Text excerpt:
******

I keep hearing about focussing, one should focus. Really, that's difficult for me. I don't know what to focus on from the many things that come to my mind. I haven't read for a long time either. Here some pages, there some pages, that's it. I always play the same game to relax. Sometimes I really look forward to it. It calms me down. Then I think, I should leave it, I'm already addicted. Ok, what I actually wanted to write about was listening to music. Making music myself I gave up long time ago. Sometimes I miss it. But I never really got to the stage where I could really let go and actually let the music out of me. Yes, listening to music makes me lighter and much more positive. Compared to my life without music, I get aware that I'm usually constantly brooding. That I'm always thinking about what to do instead of doing what I want to do and accepting that it is a good thing what I do. Just being good to myself. There's nothing wrong with me when I am good to myself. Look... that one man show I mentioned yesterday. In fact, I'm alone a lot. But I don't really care. It does not matter. I'm human too, so it's still about humanity. And I don't feel crazy. Not at all. There's always a time when I meet people. Right now I'm listening to Bob Marley live in Santa Barbara 1979. (Japanese Remastered CD) Uploaded 8 years ago.


Sunday, 12
Dear friend R.

******

Tasks and exercises:
• a. From the reflection on focus and music, list each detail it gives about the recording the writer is listening to.
• b. Find every line in the records below that contains the word "dark", and copy each one.

Record set:
******

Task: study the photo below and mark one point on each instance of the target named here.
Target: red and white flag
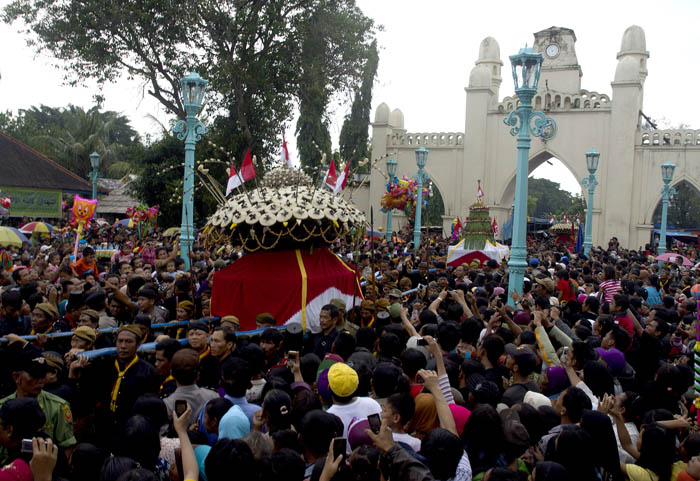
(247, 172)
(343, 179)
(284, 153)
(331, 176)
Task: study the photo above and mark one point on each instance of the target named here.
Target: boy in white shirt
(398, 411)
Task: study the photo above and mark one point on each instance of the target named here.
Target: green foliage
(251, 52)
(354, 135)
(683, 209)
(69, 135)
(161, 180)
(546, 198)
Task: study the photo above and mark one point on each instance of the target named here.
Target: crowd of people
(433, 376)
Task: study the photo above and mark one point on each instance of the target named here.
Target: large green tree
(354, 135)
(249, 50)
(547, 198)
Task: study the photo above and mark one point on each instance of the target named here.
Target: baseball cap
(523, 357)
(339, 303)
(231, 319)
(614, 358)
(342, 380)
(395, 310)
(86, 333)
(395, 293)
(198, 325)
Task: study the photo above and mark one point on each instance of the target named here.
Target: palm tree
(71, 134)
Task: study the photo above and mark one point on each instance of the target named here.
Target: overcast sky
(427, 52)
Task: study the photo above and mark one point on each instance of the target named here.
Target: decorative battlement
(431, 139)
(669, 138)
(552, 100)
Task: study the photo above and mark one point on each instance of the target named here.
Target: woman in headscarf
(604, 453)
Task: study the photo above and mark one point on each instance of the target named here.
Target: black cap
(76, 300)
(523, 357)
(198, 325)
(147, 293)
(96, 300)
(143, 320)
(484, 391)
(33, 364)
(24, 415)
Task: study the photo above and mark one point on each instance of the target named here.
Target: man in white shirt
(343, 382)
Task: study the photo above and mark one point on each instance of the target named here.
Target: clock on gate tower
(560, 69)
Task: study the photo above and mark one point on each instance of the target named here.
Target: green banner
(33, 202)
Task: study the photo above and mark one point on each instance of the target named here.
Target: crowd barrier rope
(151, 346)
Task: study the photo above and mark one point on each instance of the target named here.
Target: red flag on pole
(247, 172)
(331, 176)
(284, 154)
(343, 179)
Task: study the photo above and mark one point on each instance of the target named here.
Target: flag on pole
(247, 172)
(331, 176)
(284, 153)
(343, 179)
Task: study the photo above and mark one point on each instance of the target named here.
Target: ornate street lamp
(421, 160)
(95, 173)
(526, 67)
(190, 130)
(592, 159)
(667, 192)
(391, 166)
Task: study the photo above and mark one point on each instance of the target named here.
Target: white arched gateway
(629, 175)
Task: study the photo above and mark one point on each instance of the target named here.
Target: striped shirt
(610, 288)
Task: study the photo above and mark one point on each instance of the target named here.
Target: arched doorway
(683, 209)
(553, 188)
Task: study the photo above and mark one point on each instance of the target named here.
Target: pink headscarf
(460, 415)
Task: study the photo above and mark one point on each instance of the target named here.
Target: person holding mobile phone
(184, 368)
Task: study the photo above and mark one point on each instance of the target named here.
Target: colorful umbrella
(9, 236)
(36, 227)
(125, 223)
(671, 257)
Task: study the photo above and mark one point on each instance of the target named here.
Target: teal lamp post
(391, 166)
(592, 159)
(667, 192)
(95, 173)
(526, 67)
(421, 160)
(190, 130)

******

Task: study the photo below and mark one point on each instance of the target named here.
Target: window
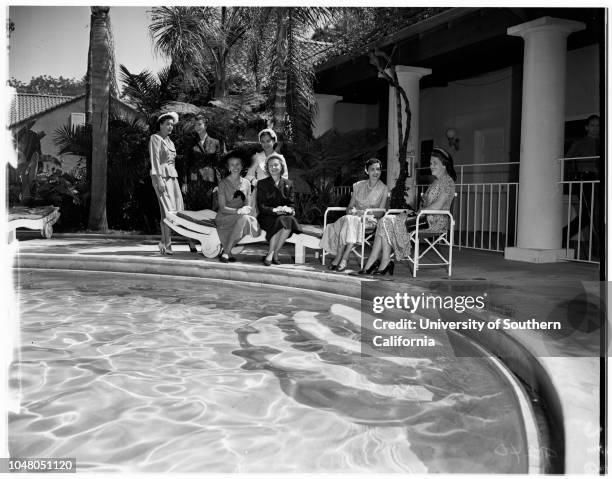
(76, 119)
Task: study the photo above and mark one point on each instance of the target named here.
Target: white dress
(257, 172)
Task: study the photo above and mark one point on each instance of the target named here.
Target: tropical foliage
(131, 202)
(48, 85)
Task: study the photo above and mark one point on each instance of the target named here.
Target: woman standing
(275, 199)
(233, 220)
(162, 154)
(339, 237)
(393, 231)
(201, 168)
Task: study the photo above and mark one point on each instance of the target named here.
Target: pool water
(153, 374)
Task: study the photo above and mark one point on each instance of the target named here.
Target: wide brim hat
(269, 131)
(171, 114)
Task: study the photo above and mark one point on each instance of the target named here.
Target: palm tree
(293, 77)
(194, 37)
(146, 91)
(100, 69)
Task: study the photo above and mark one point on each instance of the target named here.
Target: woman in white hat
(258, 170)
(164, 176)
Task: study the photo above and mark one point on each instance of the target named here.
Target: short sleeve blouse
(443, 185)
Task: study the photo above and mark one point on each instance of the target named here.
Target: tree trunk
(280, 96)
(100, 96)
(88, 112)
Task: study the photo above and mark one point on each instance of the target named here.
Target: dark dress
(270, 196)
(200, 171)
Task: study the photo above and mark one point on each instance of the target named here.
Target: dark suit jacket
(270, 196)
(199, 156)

******

Solved tasks:
• a.
- Performer: Bob Marley
- Type of performance: live
- Place: Santa Barbara
- Year: 1979
- Format: Japanese Remastered CD
- Uploaded: 8 years ago

• b.
Target: dark dress
Target: dark suit jacket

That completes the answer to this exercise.